* PROBLEM 1 *
In the peer-review record below, rewrite the paragraph beginning "The manuscript content is structured correctly" as a short bulleted list that keeps its main facts.

Submit to this Journal Review for this Journal Propose a Special Issue

Article Menu

Share Help Cite Discuss in SciProfiles

Open AccessArticle

Peer-Review Record

A Novel End-to-End Turkish Text-to-Speech (TTS) System via Deep Learning

Electronics 2023, 12(8), 1900; https://doi.org/10.3390/electronics12081900

by Saadin Oyucu

Reviewer 1:

Radoslava Kraleva

Reviewer 2: Anonymous

Reviewer 3:

Constantine Kotropoulos

Electronics 2023, 12(8), 1900; https://doi.org/10.3390/electronics12081900

Submission received: 22 February 2023 / Revised: 14 April 2023 / Accepted: 15 April 2023 / Published: 18 April 2023

(This article belongs to the Special Issue Convolutional Neural Networks for Visual Detection, Recognition and Segmentation in Images and Videos)

Round 1

Reviewer 1 Report

The manuscript proposes a TTS system for the Turkish language using the Tacotron2 neural network architecture for speech synthesis and the HiFi-GAN, which is a convolutional type of network and uses Mel-spectrograms as input to the GAN network. The authors used the Mean Opinion Score to measure the quality of the produced speech based on the opinion of real users.

The article title is appropriate and accurately reflects the article's content. The abstract is short, clear, and well-defined. It states the main goal of the paper. The used keywords are appropriate.

The introduction is clear and correctly written. It contains a history of speech recognition theory and practice. The main ideas and applications of ML are also summarized. A corpus composed of the speech of only one male speaker has been used for training the proposed TTS system. The main goal of the study is indicated. It is also referenced with up-to-date literature sources from a suitable range of citations and covers existing relevant works. Section 2 describes the architectural structure used to improve the Turkish TTS system. In the third section, the relevant environments are established, and corpus preparation is made for experiments carried out within the scope of the study. The experimental results and the limits of the study in detail are described in Section 4. In the last section, the conclusions of the study and future work are clear and well-written.

The manuscript content is structured correctly and contains all the relevant sections marked with subheadings. In general, the paper follows the Electronics journal’s template. The manuscript consists of 16 pages, 39 references, and 5 sections. There are 7 figures and 9 tables. All of them are well formatted and presented accurately the experimental results and proposed TTS system. Almost 51% of all cited publications have been published in the last 5 years. The cited literature is from authoritative sources and does not need correction.

In general, the paper is formatted well and followed the Electronics journal’s template. I think that this article is suitable for the journal.

Specific comments and suggestions:

· The terms used should be uniform. In some places in the manuscript, you write "Text-to-speech" and in others - "Text to Speech".

· Reference 30 and 37 are the same. This is the same article presented once at a conference and a second time published in a journal. I propose removing reference 37.

* PROBLEM 2 *
Rewrite the records below as a numbered list, starting with the line that contains "Target: yellow bus" and continuing through the end of the records, with blank lines omitted.

* STORED ROWS *
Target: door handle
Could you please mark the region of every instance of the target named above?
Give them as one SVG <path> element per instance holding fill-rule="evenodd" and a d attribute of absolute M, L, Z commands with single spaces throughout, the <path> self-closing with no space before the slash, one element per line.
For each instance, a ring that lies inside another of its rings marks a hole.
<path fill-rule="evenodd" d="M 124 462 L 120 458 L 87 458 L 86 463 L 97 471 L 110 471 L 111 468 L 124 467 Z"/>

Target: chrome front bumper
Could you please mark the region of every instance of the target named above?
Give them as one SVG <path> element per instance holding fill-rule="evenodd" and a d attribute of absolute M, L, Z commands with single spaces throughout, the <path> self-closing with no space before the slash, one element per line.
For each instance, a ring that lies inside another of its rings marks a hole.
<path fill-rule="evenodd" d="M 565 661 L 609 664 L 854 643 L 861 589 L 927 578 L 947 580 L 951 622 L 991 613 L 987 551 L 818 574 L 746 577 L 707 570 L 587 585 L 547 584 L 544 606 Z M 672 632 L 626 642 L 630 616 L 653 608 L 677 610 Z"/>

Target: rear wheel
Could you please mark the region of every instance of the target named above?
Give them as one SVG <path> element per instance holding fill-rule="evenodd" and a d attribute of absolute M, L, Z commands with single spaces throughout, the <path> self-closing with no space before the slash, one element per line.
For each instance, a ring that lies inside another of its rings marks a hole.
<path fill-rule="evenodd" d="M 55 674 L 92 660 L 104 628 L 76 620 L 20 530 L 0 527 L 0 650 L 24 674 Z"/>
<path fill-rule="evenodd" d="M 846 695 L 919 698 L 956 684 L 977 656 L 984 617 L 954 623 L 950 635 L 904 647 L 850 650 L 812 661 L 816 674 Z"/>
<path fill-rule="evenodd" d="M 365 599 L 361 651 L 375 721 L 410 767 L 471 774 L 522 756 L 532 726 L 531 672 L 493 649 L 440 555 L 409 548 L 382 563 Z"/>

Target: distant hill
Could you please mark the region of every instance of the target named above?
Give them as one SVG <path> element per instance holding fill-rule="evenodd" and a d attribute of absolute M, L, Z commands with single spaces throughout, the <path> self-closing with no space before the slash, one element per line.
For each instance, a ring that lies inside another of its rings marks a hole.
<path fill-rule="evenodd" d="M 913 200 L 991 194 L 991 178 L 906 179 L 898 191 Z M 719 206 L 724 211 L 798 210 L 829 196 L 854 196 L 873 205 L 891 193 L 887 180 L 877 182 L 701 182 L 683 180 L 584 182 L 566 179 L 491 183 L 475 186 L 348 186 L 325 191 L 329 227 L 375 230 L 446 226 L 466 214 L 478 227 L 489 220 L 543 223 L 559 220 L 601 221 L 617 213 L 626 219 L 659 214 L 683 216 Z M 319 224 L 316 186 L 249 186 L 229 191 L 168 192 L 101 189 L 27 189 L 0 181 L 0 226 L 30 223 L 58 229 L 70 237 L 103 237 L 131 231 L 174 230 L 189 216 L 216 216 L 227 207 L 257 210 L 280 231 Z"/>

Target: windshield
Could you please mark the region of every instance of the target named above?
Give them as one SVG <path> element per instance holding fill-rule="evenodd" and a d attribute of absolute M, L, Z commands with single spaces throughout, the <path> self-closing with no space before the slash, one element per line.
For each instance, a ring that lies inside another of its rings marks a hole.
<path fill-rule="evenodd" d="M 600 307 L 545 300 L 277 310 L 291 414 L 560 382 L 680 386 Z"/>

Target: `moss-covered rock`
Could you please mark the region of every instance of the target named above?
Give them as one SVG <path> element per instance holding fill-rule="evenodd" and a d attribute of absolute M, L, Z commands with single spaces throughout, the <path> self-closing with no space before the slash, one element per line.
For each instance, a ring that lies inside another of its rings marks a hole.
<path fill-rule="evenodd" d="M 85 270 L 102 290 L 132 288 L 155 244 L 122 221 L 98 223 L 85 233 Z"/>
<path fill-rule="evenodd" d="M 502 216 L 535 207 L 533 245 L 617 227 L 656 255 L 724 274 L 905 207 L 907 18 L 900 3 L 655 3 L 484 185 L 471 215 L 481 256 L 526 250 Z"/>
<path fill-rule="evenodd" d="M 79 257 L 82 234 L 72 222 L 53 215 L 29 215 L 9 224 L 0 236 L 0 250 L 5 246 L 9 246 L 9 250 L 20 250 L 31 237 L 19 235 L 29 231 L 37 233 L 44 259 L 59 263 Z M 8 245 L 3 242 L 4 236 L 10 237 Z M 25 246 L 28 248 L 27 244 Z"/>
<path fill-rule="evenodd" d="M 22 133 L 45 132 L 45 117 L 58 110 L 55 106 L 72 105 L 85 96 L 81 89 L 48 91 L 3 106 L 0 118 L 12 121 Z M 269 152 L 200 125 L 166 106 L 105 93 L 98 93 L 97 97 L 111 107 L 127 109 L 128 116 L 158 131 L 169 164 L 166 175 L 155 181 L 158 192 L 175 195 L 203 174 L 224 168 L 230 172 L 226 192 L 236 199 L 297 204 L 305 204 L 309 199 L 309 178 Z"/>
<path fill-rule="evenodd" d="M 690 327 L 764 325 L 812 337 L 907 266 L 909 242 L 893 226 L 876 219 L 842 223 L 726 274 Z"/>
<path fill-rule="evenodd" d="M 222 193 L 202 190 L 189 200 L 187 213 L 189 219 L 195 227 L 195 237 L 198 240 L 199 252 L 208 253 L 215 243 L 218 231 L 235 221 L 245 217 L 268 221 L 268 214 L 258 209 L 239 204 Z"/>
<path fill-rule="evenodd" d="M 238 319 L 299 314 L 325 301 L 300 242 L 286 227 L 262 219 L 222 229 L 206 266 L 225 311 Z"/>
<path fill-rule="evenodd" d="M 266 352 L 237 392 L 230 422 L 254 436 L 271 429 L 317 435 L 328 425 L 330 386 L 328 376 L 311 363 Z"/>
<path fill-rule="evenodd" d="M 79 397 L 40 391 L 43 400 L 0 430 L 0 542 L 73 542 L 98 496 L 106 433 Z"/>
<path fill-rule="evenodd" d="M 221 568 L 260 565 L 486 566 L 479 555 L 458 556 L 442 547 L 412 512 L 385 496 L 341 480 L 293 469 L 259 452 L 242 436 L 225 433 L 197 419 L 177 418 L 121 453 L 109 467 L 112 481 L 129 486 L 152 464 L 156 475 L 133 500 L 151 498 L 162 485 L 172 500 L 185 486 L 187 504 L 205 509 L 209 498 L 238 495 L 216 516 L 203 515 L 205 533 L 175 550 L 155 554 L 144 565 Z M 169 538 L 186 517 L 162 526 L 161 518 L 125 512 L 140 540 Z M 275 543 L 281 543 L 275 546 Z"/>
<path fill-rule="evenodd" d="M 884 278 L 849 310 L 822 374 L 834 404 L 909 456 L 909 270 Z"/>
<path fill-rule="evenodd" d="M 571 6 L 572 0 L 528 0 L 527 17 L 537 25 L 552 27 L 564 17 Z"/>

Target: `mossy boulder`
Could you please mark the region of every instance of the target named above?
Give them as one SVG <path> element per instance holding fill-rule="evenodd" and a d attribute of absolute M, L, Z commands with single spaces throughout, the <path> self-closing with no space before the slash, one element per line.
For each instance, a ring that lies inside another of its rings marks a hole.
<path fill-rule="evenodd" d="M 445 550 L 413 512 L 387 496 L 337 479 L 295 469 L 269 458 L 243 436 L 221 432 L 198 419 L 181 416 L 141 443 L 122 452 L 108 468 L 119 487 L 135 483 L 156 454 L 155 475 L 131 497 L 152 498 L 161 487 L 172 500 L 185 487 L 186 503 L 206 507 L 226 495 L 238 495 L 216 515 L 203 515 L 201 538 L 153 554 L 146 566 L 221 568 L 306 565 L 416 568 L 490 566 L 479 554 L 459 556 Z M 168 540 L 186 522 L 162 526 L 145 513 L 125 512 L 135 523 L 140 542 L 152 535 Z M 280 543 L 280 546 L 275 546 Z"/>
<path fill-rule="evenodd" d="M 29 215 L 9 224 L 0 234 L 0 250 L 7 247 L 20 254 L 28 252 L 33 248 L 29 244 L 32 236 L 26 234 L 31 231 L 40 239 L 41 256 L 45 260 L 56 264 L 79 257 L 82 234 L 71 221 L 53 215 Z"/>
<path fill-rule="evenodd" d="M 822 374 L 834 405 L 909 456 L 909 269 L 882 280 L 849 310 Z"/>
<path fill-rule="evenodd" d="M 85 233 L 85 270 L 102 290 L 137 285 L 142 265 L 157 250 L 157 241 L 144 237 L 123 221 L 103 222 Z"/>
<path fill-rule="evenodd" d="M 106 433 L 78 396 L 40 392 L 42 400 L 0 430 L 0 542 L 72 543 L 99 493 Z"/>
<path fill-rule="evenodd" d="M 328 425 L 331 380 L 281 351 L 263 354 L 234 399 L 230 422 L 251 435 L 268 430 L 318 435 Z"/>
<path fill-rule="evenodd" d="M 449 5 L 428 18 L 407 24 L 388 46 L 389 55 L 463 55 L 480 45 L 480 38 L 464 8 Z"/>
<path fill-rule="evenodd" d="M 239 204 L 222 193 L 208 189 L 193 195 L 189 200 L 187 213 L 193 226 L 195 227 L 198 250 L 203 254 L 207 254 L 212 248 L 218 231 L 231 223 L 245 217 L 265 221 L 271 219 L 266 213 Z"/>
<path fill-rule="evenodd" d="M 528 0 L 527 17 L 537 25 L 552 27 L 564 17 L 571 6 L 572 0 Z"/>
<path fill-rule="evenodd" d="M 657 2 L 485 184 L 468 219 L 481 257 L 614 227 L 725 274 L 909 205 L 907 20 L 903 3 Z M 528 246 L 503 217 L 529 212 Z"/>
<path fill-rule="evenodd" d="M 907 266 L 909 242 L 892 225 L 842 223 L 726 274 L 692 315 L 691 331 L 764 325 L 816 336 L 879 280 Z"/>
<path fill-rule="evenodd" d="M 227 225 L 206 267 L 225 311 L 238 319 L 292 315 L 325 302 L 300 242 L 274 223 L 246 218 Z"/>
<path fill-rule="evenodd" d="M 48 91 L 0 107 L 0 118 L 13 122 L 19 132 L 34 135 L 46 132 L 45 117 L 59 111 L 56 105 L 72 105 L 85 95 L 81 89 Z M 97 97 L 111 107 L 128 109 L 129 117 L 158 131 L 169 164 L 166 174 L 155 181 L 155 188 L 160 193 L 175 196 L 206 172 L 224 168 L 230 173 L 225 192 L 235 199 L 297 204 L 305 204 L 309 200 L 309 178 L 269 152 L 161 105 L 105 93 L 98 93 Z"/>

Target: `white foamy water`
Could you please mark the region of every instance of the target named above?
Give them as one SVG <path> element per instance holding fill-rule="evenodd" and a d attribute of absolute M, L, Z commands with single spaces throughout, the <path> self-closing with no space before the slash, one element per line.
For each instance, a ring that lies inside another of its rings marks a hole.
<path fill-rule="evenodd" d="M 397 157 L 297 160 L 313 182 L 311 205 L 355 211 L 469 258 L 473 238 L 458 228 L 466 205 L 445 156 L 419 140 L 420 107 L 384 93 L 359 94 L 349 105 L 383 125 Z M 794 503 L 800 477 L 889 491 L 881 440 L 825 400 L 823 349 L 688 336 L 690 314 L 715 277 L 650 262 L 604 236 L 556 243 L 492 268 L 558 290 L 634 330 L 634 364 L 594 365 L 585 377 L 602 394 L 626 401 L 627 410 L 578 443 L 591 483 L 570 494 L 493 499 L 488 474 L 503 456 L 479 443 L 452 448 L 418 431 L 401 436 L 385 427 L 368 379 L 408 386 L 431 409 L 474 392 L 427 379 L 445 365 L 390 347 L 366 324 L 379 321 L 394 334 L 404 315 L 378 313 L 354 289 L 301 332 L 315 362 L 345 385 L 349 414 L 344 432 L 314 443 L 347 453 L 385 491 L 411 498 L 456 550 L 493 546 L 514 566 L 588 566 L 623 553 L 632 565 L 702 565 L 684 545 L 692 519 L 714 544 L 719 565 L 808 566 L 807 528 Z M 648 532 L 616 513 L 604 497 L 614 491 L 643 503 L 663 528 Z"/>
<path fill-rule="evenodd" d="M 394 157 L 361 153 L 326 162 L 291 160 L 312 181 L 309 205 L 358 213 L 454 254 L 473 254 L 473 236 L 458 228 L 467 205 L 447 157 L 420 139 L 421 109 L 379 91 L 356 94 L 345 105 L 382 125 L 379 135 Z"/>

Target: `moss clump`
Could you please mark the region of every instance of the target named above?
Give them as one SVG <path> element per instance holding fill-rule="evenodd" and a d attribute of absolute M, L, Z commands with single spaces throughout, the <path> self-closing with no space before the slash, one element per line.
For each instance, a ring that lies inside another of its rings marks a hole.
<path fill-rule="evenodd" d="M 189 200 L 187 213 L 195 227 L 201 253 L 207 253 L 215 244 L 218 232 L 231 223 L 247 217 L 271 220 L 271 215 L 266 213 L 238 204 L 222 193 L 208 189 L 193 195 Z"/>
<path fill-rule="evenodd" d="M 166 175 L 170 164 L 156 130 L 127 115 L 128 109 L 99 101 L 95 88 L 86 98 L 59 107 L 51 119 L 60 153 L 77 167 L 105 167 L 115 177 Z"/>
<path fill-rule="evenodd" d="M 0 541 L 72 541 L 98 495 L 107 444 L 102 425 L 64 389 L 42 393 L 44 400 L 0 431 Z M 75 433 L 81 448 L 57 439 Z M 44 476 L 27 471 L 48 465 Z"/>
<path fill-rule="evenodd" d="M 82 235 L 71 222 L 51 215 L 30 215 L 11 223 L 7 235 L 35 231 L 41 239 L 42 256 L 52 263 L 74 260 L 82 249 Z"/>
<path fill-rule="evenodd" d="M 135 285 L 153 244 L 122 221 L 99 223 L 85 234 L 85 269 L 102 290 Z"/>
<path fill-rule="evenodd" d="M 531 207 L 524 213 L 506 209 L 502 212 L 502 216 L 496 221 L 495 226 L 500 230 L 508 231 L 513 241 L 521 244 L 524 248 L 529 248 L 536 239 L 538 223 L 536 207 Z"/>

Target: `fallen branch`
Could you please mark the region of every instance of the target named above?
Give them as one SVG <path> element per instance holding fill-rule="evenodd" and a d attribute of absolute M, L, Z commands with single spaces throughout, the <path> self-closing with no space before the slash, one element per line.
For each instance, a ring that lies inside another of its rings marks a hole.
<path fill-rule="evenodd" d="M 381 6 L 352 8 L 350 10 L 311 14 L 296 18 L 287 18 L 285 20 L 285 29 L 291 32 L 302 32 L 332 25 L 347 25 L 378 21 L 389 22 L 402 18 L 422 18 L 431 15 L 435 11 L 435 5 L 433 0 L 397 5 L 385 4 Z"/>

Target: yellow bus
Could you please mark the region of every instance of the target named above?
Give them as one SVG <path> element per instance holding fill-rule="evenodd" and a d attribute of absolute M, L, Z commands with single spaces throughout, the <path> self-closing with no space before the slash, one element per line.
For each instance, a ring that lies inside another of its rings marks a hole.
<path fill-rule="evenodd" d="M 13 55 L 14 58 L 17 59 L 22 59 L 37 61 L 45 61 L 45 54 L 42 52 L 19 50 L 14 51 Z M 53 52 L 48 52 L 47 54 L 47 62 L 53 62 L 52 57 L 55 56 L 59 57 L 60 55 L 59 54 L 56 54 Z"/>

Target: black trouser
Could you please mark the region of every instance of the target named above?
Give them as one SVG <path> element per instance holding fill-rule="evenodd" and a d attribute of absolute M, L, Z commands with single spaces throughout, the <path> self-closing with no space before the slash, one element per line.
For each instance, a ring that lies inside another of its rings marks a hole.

* EXERCISE SOLUTION 1 *
- Structured correctly, with all relevant sections marked by subheadings, and generally follows the Electronics journal's template
- 16 pages, 39 references and 5 sections
- 7 figures and 9 tables, all well formatted and accurately presenting the experimental results and the proposed TTS system
- Almost 51% of cited publications are from the last 5 years
- Cited literature comes from authoritative sources and needs no correction

* EXERCISE SOLUTION 2 *
1. Target: yellow bus
2. Could you please mark the region of every instance of the target named above?
3. Give them as one SVG <path> element per instance holding fill-rule="evenodd" and a d attribute of absolute M, L, Z commands with single spaces throughout, the <path> self-closing with no space before the slash, one element per line.
4. For each instance, a ring that lies inside another of its rings marks a hole.
5. <path fill-rule="evenodd" d="M 13 55 L 14 58 L 17 59 L 22 59 L 37 61 L 45 61 L 45 54 L 42 52 L 19 50 L 14 51 Z M 53 52 L 48 52 L 47 54 L 47 62 L 53 62 L 52 57 L 55 56 L 59 57 L 60 55 L 59 54 L 56 54 Z"/>
6. Target: black trouser
7. Could you please mark the region of every instance of the target named above?
8. Give them as one SVG <path> element per instance holding fill-rule="evenodd" and a d attribute of absolute M, L, Z commands with single spaces throughout, the <path> self-closing with no space before the slash, one element per line.
9. For each instance, a ring that lies inside another of its rings marks a hole.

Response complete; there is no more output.